> [SHORT EXERCISE] Can you arrange the lines of the records, from the line containing "Target: caster wheel" through the end of the records, as a JSON list of strings with one string per line, leaving out blank lines and pictures?

(Dataset items)

_ _ _

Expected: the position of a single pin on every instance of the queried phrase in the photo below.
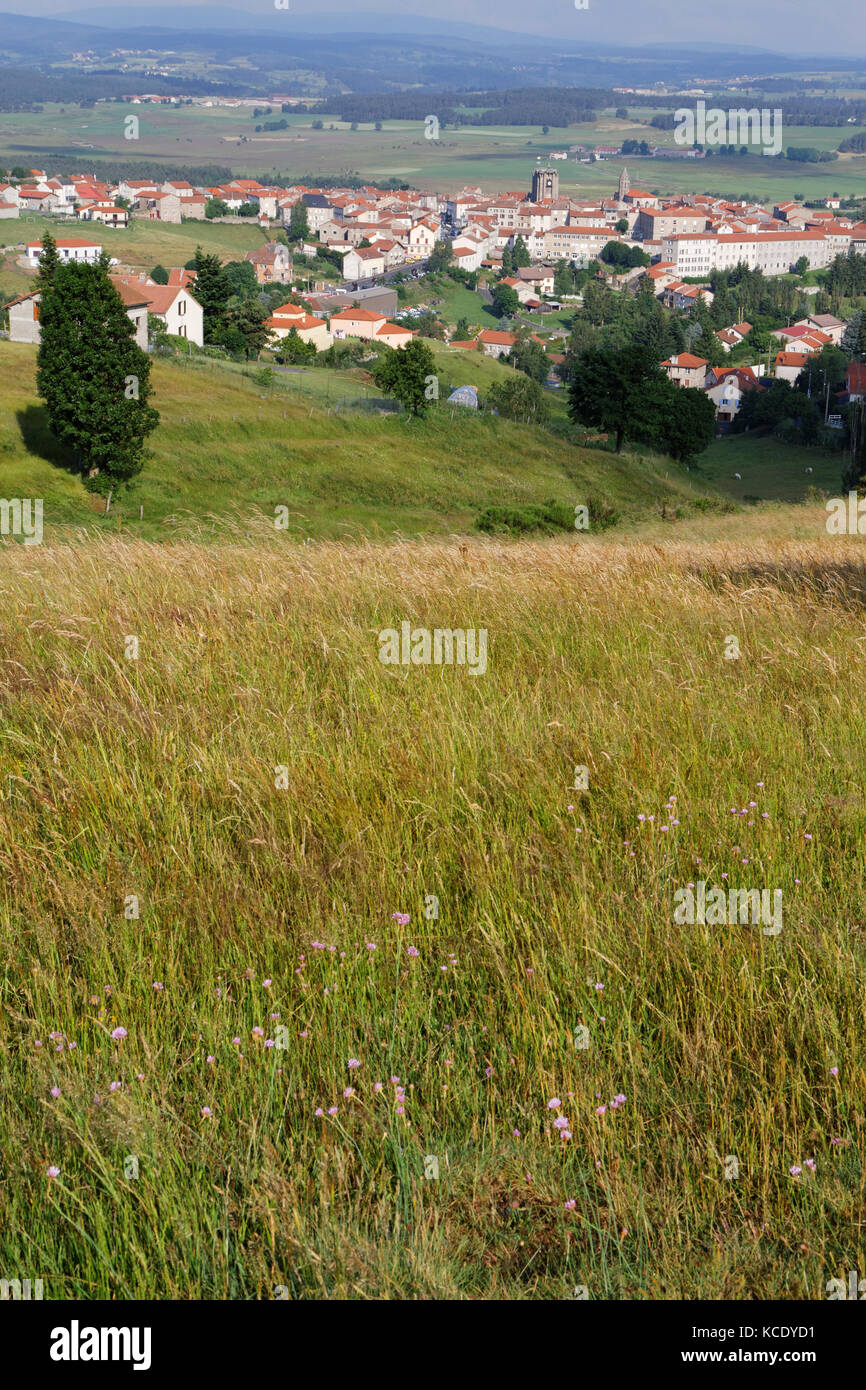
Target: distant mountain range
(362, 53)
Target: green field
(227, 452)
(769, 470)
(328, 979)
(494, 157)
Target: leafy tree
(213, 292)
(293, 349)
(759, 339)
(406, 373)
(49, 263)
(519, 399)
(530, 357)
(299, 223)
(609, 389)
(91, 373)
(441, 256)
(427, 325)
(505, 300)
(624, 257)
(827, 367)
(246, 327)
(563, 278)
(598, 302)
(242, 282)
(852, 332)
(688, 423)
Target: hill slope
(227, 449)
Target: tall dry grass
(156, 779)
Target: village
(378, 239)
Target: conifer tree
(91, 373)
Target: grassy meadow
(238, 1064)
(228, 449)
(498, 157)
(327, 979)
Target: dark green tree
(407, 374)
(519, 399)
(92, 375)
(299, 223)
(505, 300)
(687, 423)
(49, 263)
(441, 256)
(530, 357)
(293, 349)
(563, 278)
(246, 321)
(609, 389)
(213, 292)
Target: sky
(783, 25)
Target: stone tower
(545, 185)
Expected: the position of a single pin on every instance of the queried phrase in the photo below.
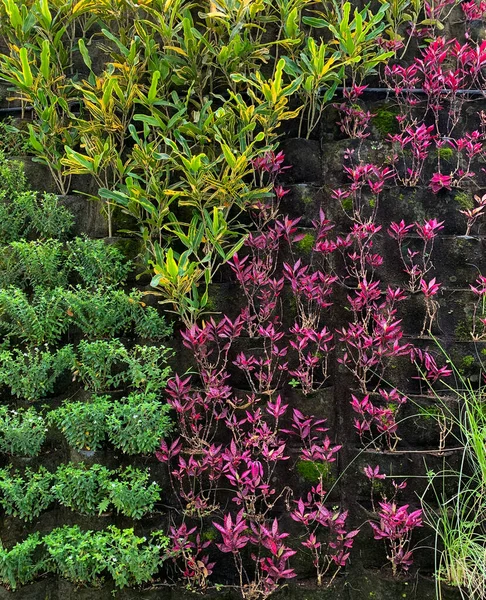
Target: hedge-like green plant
(83, 557)
(27, 496)
(22, 432)
(130, 559)
(101, 365)
(82, 423)
(97, 263)
(100, 313)
(33, 264)
(43, 320)
(76, 555)
(80, 488)
(32, 374)
(137, 424)
(131, 493)
(23, 563)
(147, 368)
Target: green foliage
(28, 496)
(147, 368)
(33, 374)
(458, 514)
(445, 153)
(12, 178)
(129, 559)
(49, 218)
(385, 121)
(11, 143)
(131, 493)
(137, 424)
(25, 214)
(101, 365)
(82, 423)
(22, 432)
(101, 312)
(83, 557)
(306, 244)
(23, 563)
(464, 200)
(76, 555)
(149, 323)
(313, 471)
(33, 264)
(97, 263)
(42, 321)
(81, 488)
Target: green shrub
(11, 142)
(12, 176)
(100, 313)
(82, 556)
(137, 424)
(34, 264)
(149, 323)
(131, 494)
(49, 219)
(33, 374)
(82, 423)
(81, 488)
(78, 556)
(97, 263)
(101, 365)
(22, 432)
(42, 321)
(27, 214)
(28, 496)
(129, 559)
(23, 562)
(147, 368)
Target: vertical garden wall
(242, 288)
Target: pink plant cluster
(238, 435)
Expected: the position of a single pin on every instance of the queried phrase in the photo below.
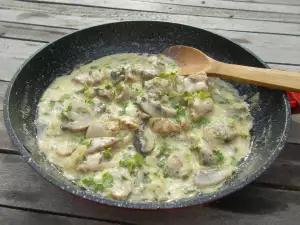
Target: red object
(294, 99)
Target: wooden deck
(269, 28)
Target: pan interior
(271, 114)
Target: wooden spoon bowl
(191, 60)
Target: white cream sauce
(126, 126)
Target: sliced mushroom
(174, 164)
(206, 154)
(201, 107)
(128, 122)
(219, 132)
(211, 176)
(64, 151)
(103, 128)
(105, 93)
(145, 72)
(77, 126)
(144, 141)
(164, 126)
(153, 108)
(92, 163)
(90, 78)
(142, 115)
(99, 144)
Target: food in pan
(127, 126)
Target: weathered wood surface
(10, 216)
(252, 205)
(279, 2)
(41, 13)
(269, 28)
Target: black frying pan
(271, 115)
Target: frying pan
(271, 114)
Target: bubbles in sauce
(128, 127)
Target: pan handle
(294, 99)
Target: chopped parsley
(189, 97)
(123, 111)
(202, 121)
(219, 155)
(87, 143)
(89, 101)
(245, 136)
(107, 154)
(131, 163)
(51, 103)
(107, 180)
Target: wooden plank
(3, 86)
(32, 32)
(279, 2)
(202, 11)
(243, 6)
(287, 50)
(10, 216)
(14, 52)
(187, 7)
(47, 15)
(263, 205)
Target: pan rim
(196, 200)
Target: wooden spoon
(191, 60)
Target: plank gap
(66, 215)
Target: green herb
(132, 162)
(189, 97)
(51, 103)
(107, 180)
(202, 121)
(64, 116)
(89, 101)
(162, 162)
(89, 93)
(93, 67)
(107, 154)
(234, 161)
(69, 108)
(120, 138)
(139, 159)
(98, 187)
(219, 155)
(245, 136)
(64, 113)
(124, 178)
(123, 111)
(88, 181)
(87, 143)
(64, 97)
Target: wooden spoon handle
(284, 80)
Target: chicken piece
(211, 176)
(77, 126)
(219, 132)
(153, 108)
(145, 72)
(92, 163)
(103, 128)
(144, 140)
(99, 144)
(164, 126)
(90, 78)
(128, 122)
(206, 154)
(201, 107)
(174, 164)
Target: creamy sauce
(128, 127)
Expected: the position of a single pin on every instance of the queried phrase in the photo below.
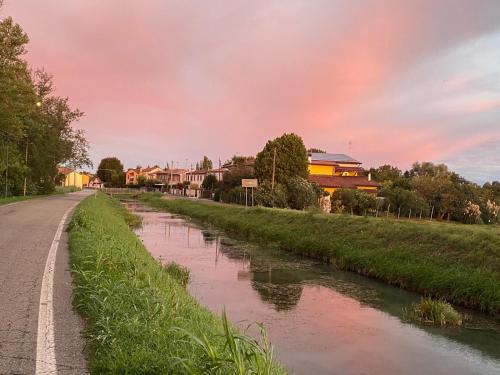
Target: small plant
(435, 312)
(239, 354)
(179, 273)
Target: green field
(139, 317)
(456, 262)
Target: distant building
(196, 176)
(339, 171)
(71, 177)
(171, 176)
(132, 174)
(96, 183)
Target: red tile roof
(64, 170)
(348, 182)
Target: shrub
(435, 312)
(300, 193)
(267, 197)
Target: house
(196, 177)
(71, 177)
(339, 171)
(132, 174)
(219, 172)
(171, 176)
(96, 183)
(86, 177)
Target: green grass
(139, 317)
(435, 312)
(15, 199)
(456, 263)
(58, 190)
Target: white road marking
(45, 344)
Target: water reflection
(320, 320)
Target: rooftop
(340, 158)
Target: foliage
(355, 201)
(430, 311)
(33, 119)
(267, 197)
(137, 311)
(300, 193)
(209, 182)
(246, 355)
(404, 201)
(111, 173)
(205, 164)
(472, 212)
(451, 261)
(291, 159)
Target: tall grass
(454, 262)
(429, 311)
(139, 317)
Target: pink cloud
(175, 80)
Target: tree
(209, 182)
(290, 157)
(206, 163)
(110, 171)
(267, 197)
(300, 193)
(36, 126)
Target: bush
(300, 193)
(265, 196)
(430, 311)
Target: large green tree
(36, 127)
(206, 163)
(110, 171)
(288, 154)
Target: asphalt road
(27, 230)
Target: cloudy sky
(159, 80)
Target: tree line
(427, 190)
(36, 126)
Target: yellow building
(71, 178)
(85, 179)
(339, 171)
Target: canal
(320, 320)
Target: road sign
(249, 182)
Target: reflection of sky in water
(320, 320)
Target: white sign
(249, 182)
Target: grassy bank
(15, 199)
(139, 317)
(18, 198)
(458, 263)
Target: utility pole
(6, 167)
(274, 169)
(26, 162)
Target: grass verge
(456, 263)
(435, 312)
(15, 199)
(139, 317)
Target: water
(320, 320)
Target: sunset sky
(160, 80)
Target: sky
(385, 81)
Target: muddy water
(320, 320)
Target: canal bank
(456, 262)
(139, 318)
(320, 320)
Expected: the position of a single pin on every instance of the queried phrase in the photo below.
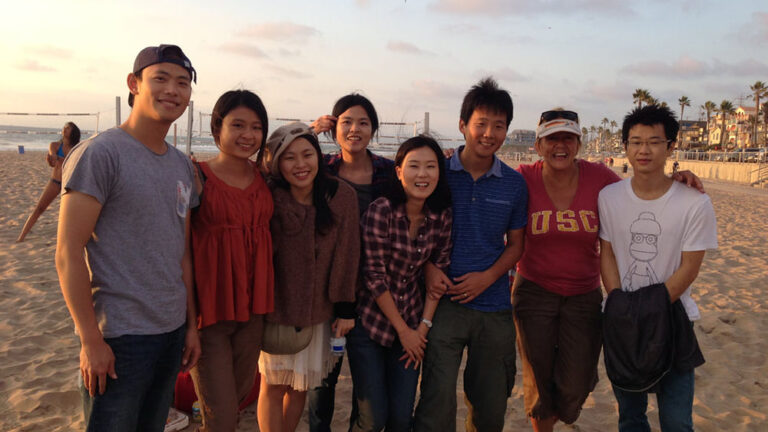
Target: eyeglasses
(648, 238)
(653, 142)
(555, 114)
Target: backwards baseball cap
(164, 54)
(281, 138)
(558, 125)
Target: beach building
(738, 129)
(521, 140)
(692, 134)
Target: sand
(39, 351)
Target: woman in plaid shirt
(401, 231)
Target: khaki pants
(489, 338)
(226, 371)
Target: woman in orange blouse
(232, 249)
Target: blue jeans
(139, 399)
(674, 394)
(386, 390)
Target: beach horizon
(39, 350)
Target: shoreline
(39, 351)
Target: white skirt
(304, 370)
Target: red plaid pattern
(393, 263)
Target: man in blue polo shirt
(489, 216)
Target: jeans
(386, 390)
(139, 399)
(674, 394)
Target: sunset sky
(408, 57)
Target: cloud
(279, 32)
(243, 49)
(288, 53)
(51, 51)
(436, 90)
(34, 66)
(528, 7)
(687, 67)
(755, 31)
(505, 74)
(406, 47)
(286, 72)
(601, 93)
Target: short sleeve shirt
(138, 243)
(483, 211)
(648, 236)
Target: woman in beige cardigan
(316, 242)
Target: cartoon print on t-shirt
(182, 198)
(645, 233)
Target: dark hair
(487, 94)
(440, 199)
(351, 100)
(74, 133)
(174, 53)
(234, 99)
(324, 188)
(650, 115)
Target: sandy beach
(39, 351)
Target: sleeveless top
(232, 250)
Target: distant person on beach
(316, 240)
(123, 254)
(57, 151)
(653, 236)
(402, 230)
(232, 250)
(489, 216)
(352, 123)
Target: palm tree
(759, 89)
(726, 108)
(640, 96)
(765, 112)
(709, 107)
(684, 102)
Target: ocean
(39, 138)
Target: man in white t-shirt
(655, 230)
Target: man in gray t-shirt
(126, 202)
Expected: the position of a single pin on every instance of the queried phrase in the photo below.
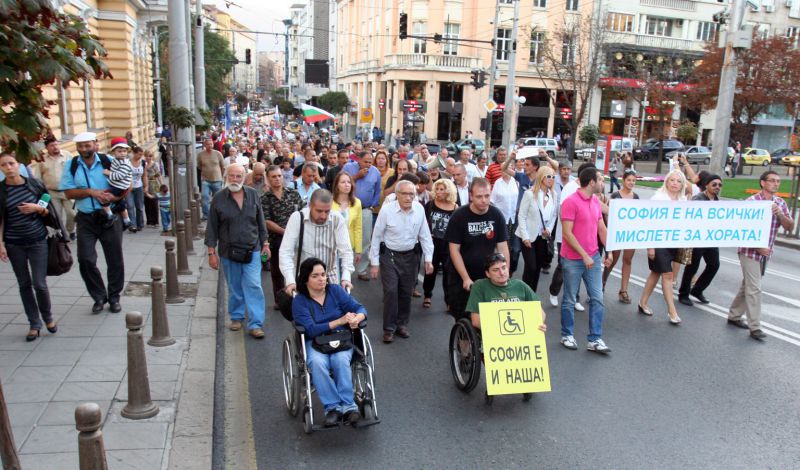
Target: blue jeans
(136, 207)
(209, 189)
(574, 271)
(244, 290)
(166, 217)
(335, 393)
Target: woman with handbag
(23, 241)
(328, 313)
(660, 260)
(538, 213)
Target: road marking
(722, 312)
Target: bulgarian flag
(312, 114)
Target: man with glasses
(754, 260)
(711, 186)
(401, 233)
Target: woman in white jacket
(538, 213)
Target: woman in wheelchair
(327, 311)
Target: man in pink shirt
(582, 223)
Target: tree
(766, 76)
(335, 102)
(573, 59)
(40, 46)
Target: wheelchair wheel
(465, 361)
(291, 378)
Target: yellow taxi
(753, 156)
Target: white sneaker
(598, 346)
(569, 342)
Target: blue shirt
(96, 180)
(337, 303)
(368, 188)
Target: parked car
(548, 145)
(756, 157)
(466, 144)
(778, 155)
(694, 154)
(650, 150)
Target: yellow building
(374, 64)
(111, 107)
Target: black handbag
(282, 298)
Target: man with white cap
(83, 180)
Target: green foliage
(687, 132)
(39, 46)
(335, 102)
(589, 134)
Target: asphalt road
(702, 395)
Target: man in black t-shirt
(474, 232)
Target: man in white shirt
(400, 227)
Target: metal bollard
(173, 288)
(160, 336)
(91, 450)
(139, 406)
(183, 262)
(8, 450)
(187, 223)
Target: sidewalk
(86, 361)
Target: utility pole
(508, 114)
(727, 88)
(180, 97)
(489, 116)
(199, 59)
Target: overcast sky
(260, 15)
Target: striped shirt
(19, 228)
(121, 175)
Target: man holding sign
(754, 260)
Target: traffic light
(403, 25)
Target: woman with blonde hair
(660, 260)
(438, 212)
(348, 206)
(538, 213)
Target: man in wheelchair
(328, 312)
(499, 287)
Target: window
(451, 31)
(568, 50)
(537, 47)
(503, 43)
(656, 26)
(707, 31)
(620, 22)
(419, 29)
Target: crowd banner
(640, 223)
(514, 349)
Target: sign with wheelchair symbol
(514, 350)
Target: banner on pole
(639, 223)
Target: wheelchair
(298, 390)
(466, 357)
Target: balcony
(645, 41)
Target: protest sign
(639, 223)
(514, 350)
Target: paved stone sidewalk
(86, 361)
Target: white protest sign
(638, 223)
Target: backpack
(105, 161)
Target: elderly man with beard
(236, 226)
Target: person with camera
(84, 181)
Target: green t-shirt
(484, 291)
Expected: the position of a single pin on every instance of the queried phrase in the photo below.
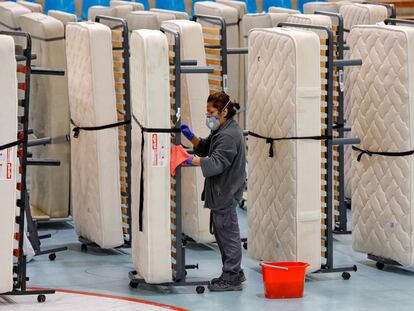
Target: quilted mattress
(8, 160)
(49, 116)
(356, 14)
(284, 214)
(95, 170)
(151, 244)
(382, 191)
(194, 94)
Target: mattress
(34, 7)
(284, 214)
(194, 94)
(135, 5)
(382, 191)
(177, 14)
(64, 17)
(8, 160)
(274, 9)
(95, 172)
(231, 16)
(49, 116)
(312, 7)
(147, 20)
(151, 247)
(356, 14)
(9, 15)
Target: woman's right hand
(187, 132)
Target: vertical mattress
(49, 116)
(95, 169)
(355, 14)
(382, 100)
(284, 213)
(8, 160)
(151, 244)
(194, 94)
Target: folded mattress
(355, 14)
(64, 17)
(231, 17)
(284, 214)
(8, 160)
(49, 116)
(95, 172)
(151, 243)
(194, 94)
(382, 192)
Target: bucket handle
(275, 267)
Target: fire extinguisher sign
(159, 149)
(6, 164)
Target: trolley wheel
(133, 284)
(41, 298)
(380, 266)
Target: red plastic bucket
(284, 279)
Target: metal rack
(327, 240)
(120, 50)
(20, 277)
(178, 66)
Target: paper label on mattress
(159, 149)
(6, 164)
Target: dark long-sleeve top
(223, 163)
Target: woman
(222, 159)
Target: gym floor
(106, 272)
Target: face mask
(212, 122)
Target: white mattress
(9, 15)
(194, 94)
(284, 214)
(312, 7)
(151, 247)
(231, 16)
(49, 116)
(8, 161)
(356, 14)
(382, 187)
(95, 172)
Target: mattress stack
(284, 211)
(152, 245)
(95, 154)
(382, 192)
(356, 14)
(49, 117)
(194, 94)
(8, 160)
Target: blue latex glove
(187, 132)
(189, 161)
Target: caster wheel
(41, 298)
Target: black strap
(77, 128)
(141, 185)
(9, 145)
(271, 140)
(385, 154)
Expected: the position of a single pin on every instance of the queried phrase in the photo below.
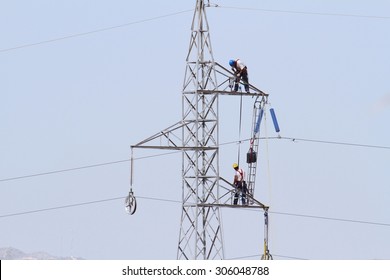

_ _ _

> [THE OUTPUT]
[
  "Target: caster wheel",
  "(41, 298)",
  "Target: black strap",
  "(77, 128)",
  "(141, 185)",
  "(9, 145)",
  "(271, 140)",
  "(385, 154)",
  "Expected: the position of a single pin on every instance of the queried phrase in the photo below."
]